# Exercise objective
Although pictures appear in the entries below, leave them out and print exactly the lines from the first line through the line containing "target_class: blue tarpaulin".

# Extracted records
* * * * * * * * *
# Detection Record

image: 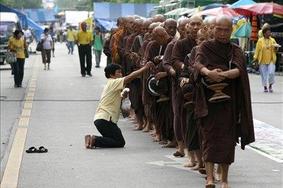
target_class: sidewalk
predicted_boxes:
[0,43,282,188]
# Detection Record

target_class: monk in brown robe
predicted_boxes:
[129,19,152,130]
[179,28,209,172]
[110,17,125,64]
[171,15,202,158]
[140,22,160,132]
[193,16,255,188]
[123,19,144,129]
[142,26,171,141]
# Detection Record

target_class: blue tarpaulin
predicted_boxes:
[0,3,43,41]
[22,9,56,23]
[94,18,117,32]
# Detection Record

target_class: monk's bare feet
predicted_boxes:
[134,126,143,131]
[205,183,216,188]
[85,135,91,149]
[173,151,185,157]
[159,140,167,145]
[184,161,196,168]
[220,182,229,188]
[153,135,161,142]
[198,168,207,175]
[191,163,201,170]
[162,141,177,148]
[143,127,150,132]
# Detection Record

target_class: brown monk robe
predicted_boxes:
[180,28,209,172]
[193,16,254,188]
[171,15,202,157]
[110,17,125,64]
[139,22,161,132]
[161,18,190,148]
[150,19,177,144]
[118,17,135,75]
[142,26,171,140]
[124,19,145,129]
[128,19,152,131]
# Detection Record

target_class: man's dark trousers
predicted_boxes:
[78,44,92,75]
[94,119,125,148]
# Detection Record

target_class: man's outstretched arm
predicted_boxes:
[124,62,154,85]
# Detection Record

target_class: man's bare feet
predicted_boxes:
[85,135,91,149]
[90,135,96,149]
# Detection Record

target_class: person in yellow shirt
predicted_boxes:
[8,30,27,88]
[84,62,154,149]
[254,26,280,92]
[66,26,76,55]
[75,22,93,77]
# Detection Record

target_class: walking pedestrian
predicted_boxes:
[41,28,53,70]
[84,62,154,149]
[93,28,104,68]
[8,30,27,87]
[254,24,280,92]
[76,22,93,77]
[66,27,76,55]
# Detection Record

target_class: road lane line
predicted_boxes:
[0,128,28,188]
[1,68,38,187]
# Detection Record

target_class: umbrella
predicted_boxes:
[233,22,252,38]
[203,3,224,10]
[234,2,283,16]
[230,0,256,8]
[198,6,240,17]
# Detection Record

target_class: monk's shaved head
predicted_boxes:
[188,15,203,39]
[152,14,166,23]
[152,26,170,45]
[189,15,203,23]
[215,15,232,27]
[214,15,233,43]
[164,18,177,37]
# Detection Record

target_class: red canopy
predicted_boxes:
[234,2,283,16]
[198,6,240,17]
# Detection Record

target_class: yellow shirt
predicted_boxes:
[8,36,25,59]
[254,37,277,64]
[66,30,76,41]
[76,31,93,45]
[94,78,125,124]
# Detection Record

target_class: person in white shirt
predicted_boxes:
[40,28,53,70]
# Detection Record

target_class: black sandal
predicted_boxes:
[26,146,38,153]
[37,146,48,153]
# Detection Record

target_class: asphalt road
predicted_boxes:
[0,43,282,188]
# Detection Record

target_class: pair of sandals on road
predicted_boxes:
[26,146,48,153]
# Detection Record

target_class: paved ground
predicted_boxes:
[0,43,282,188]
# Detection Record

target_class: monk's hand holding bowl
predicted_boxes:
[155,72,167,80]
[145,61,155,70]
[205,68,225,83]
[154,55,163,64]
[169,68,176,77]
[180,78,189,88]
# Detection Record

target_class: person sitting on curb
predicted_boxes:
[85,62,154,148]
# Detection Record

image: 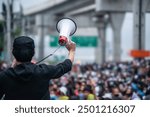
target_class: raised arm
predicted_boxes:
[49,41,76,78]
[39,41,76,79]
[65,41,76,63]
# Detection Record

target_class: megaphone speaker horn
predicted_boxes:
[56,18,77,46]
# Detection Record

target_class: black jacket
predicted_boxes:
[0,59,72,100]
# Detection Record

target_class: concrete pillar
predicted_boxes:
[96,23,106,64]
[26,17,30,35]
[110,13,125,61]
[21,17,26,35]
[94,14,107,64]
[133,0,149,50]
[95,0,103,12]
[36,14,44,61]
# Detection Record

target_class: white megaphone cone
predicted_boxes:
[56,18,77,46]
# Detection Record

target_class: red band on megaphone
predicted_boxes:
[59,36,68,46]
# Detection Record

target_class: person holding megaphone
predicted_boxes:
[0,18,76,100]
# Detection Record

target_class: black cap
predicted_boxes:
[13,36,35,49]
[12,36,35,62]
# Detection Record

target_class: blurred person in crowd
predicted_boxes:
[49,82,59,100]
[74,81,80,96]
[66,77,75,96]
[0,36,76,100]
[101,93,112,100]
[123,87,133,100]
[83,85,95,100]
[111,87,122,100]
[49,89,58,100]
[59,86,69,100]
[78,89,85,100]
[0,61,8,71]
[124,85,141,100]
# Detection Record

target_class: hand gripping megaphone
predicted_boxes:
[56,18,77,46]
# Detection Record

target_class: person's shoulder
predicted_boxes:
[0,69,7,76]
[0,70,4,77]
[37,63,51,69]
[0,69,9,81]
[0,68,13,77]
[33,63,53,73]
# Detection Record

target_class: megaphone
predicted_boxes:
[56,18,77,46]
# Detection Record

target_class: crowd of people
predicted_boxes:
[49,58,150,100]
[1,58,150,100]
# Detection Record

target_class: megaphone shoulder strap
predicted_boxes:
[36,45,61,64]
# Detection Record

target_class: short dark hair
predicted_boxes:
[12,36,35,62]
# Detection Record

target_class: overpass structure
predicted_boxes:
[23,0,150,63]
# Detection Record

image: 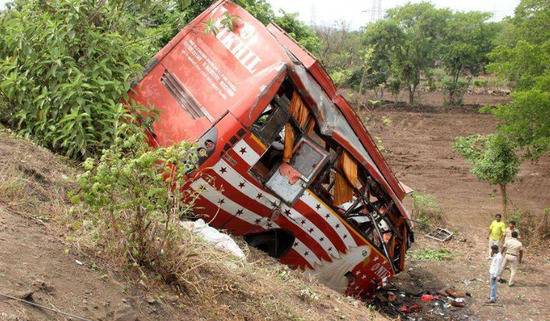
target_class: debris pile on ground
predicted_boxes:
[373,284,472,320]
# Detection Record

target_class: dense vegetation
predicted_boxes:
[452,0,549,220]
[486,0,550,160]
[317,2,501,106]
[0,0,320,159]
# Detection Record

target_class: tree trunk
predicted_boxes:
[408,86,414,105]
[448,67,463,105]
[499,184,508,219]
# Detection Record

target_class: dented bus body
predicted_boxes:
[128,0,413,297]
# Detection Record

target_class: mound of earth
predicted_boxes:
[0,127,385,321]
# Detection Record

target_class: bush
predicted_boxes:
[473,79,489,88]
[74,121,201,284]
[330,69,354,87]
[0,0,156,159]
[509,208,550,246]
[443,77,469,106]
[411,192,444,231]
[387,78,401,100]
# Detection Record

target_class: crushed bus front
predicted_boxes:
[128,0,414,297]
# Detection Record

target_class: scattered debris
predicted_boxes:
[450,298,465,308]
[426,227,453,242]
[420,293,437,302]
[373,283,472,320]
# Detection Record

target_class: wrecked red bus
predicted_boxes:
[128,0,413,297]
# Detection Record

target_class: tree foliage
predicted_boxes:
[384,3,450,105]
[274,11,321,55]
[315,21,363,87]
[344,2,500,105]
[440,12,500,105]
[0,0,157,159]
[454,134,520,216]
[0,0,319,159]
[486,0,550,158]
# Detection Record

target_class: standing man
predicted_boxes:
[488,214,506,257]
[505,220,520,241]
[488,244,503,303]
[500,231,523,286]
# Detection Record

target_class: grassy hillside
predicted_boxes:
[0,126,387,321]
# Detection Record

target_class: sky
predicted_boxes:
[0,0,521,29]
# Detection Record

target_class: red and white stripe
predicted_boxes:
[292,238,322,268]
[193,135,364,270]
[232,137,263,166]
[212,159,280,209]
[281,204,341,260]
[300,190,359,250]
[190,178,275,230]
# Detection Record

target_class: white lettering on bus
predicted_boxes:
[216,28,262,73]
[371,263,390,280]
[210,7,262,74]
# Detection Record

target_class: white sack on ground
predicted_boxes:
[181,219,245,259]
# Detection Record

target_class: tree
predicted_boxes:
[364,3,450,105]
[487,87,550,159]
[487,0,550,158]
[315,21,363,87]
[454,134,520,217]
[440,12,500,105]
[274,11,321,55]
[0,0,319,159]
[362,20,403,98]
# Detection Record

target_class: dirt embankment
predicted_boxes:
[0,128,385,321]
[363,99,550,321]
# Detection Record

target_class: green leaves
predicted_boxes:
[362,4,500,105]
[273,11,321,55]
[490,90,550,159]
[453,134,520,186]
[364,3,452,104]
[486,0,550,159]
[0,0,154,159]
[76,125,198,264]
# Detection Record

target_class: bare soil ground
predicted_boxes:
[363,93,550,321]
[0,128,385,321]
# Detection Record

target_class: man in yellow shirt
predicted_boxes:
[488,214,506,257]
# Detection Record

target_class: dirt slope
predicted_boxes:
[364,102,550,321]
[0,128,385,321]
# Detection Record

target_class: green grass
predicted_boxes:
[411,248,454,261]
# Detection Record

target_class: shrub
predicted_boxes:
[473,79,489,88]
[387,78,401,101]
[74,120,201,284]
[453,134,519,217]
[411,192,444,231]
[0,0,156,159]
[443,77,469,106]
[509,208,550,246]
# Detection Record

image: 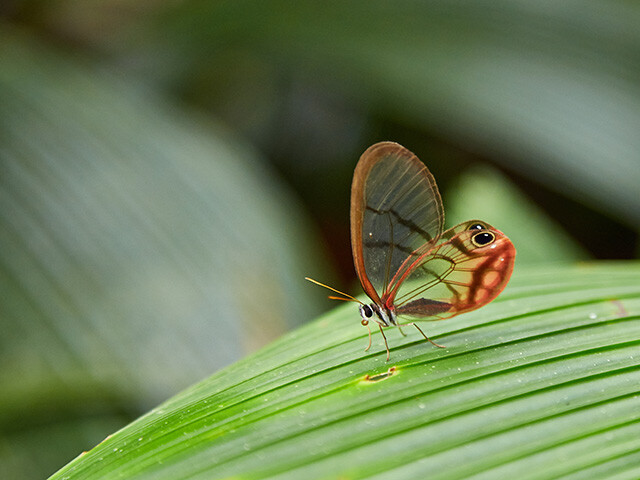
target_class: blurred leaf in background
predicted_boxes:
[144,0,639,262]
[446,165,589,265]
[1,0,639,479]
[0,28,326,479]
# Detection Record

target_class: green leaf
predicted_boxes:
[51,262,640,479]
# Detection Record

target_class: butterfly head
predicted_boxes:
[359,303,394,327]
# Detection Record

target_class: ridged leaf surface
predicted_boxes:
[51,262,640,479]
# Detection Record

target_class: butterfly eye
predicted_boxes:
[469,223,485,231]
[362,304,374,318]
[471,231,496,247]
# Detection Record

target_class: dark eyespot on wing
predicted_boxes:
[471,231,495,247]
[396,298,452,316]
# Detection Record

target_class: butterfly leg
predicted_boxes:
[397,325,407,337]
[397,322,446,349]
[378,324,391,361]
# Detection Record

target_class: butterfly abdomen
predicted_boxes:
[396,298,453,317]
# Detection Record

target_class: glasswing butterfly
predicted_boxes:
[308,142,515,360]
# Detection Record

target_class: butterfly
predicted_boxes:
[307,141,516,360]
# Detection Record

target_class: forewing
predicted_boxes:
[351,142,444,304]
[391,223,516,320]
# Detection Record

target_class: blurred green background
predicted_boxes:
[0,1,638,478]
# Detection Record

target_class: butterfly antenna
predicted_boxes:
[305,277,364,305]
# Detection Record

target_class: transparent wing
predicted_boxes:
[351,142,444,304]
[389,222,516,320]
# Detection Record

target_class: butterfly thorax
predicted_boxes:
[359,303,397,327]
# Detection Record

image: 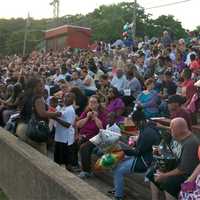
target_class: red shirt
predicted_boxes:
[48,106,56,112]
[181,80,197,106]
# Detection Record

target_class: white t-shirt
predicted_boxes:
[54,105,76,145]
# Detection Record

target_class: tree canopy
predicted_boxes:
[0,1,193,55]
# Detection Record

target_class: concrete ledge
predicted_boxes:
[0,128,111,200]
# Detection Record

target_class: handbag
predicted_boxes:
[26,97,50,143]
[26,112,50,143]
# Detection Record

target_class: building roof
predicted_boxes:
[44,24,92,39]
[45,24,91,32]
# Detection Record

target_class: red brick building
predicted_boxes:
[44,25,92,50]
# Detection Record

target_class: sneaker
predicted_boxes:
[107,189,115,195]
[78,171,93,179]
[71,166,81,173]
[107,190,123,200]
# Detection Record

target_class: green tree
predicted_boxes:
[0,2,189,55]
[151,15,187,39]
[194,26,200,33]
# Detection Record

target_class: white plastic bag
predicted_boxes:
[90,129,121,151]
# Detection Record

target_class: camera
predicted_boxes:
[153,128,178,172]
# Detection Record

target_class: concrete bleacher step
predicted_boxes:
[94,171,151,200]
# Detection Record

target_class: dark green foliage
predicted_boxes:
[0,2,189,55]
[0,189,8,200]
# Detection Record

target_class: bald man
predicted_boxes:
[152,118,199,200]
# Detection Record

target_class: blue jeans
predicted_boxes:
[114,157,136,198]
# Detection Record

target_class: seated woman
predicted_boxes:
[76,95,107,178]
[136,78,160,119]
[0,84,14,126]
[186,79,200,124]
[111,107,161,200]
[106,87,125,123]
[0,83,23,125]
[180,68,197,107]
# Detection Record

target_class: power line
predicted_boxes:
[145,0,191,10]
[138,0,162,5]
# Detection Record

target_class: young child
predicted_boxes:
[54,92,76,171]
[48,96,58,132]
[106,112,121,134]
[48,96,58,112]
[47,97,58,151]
* * * * * * * * *
# Expected answer
# Detection Record

image: 
target_class: sidewalk
predicted_boxes:
[0,43,282,188]
# Detection Record

target_class: monk in brown robe
predicted_boxes:
[129,19,152,130]
[179,28,209,172]
[110,17,125,64]
[171,15,202,158]
[140,22,160,132]
[193,16,255,188]
[123,19,144,129]
[142,26,171,141]
# Detection Record

target_class: blue tarpaulin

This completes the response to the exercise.